→ **EXERCISE**
Turn the lines of the records below, from the line containing "Exercise. Mark the round" through the line containing "[(303, 337)]", both included, into a numbered list and leave out any blank lines.

→ **EXCERPTED RECORDS**
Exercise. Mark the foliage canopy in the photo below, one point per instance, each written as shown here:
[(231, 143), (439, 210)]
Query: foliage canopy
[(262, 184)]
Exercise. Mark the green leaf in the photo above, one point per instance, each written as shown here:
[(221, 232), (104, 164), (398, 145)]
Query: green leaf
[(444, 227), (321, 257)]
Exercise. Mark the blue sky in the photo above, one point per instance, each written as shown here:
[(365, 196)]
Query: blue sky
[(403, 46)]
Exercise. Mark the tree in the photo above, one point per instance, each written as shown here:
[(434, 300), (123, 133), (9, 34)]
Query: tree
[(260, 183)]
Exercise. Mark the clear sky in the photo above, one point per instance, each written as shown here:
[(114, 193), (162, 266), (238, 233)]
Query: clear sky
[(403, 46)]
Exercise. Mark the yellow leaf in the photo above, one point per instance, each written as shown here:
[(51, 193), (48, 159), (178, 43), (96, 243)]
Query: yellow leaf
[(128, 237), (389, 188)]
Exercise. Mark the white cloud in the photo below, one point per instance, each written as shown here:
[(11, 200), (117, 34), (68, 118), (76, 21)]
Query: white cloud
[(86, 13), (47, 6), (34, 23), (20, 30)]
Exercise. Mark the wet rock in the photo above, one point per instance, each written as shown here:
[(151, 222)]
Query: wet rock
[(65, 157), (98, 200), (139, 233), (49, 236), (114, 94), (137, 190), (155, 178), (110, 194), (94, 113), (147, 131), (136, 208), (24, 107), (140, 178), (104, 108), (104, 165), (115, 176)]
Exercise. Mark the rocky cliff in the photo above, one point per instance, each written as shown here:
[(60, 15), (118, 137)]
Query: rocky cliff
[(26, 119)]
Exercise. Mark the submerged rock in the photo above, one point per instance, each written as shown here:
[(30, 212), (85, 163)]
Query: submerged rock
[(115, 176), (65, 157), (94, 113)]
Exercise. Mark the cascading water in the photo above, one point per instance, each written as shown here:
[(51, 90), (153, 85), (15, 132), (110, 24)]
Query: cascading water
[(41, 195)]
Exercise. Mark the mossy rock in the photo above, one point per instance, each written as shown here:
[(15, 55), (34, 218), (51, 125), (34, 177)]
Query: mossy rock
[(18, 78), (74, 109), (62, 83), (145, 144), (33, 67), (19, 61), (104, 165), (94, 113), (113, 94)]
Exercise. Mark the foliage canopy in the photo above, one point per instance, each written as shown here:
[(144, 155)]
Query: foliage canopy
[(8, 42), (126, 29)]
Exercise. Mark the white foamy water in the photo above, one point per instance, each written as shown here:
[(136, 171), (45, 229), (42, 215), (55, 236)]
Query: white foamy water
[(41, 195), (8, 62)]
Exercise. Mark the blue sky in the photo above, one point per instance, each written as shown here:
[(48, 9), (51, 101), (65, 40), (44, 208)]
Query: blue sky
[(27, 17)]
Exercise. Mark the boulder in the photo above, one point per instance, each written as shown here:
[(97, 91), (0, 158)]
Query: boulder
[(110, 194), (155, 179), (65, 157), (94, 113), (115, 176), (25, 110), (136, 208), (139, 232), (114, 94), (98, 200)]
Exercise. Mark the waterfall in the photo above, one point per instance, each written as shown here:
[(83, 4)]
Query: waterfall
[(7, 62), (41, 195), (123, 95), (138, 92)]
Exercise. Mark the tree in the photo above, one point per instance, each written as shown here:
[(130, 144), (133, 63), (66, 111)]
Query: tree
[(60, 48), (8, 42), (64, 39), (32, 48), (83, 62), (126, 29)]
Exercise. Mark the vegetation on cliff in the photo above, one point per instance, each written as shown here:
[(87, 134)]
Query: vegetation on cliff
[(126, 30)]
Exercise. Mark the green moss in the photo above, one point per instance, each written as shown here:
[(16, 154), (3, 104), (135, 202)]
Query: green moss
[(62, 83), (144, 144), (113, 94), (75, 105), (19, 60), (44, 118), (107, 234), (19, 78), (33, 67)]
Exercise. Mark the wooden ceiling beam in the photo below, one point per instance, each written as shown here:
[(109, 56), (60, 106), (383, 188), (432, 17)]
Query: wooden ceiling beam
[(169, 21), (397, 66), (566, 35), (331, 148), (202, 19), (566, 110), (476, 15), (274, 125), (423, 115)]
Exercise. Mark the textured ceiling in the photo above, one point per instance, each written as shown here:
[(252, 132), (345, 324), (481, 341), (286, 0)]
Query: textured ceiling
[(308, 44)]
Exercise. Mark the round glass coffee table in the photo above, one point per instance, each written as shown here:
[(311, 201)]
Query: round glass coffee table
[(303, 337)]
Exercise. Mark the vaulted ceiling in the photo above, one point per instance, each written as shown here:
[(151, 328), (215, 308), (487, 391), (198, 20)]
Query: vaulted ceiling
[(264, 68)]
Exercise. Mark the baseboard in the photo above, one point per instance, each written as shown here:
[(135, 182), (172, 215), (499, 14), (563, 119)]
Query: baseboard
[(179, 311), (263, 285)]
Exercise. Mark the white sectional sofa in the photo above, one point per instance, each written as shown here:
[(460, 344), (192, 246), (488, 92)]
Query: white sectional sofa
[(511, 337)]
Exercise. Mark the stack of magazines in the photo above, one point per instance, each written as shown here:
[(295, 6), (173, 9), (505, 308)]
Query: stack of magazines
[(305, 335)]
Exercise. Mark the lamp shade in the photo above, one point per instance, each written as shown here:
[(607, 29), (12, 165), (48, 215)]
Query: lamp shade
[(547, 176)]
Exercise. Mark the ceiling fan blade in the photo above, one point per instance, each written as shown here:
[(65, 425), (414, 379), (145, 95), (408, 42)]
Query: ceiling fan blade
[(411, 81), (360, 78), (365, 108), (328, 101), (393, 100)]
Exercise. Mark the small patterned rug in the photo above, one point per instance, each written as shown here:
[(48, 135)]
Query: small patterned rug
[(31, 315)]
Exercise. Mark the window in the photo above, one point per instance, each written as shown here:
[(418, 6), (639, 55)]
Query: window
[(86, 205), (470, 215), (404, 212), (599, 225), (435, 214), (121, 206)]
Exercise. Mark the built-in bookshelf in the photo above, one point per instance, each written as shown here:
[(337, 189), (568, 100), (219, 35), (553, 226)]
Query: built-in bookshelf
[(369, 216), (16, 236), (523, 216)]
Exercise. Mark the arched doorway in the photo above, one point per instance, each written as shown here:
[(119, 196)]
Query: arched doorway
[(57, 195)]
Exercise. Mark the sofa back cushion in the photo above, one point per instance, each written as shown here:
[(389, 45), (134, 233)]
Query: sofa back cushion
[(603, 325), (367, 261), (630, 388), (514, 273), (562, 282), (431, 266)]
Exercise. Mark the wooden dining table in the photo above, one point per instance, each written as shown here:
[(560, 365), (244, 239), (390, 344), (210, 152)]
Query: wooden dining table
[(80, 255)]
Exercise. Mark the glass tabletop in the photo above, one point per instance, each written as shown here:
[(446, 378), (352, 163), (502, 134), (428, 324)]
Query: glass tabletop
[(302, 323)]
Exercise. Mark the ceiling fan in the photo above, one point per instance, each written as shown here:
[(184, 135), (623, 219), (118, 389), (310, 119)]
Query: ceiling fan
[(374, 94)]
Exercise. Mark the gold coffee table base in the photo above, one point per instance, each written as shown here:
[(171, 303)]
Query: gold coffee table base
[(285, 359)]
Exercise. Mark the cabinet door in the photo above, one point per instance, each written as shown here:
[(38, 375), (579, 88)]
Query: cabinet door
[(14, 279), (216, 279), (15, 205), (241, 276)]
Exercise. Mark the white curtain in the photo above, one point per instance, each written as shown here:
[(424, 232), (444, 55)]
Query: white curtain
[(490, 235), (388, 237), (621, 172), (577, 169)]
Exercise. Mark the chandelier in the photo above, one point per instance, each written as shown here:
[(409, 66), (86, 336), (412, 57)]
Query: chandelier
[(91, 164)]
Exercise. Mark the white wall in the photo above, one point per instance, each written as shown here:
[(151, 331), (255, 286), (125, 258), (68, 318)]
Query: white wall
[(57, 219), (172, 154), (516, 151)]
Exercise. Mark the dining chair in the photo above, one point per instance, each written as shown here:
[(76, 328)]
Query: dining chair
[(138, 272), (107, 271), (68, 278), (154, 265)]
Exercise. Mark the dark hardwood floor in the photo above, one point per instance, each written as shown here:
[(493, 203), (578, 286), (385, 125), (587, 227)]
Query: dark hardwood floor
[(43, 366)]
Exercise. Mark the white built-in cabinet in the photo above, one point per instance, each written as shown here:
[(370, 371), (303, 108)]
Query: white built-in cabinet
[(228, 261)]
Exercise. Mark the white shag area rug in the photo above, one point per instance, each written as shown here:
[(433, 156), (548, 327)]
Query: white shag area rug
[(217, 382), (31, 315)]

→ **PROBLEM SOLUTION**
1. Exercise. Mark the round glass coffee table in the photo above, one point per instance, each written as shown here:
2. [(311, 201)]
3. Query: round glass coffee table
4. [(303, 337)]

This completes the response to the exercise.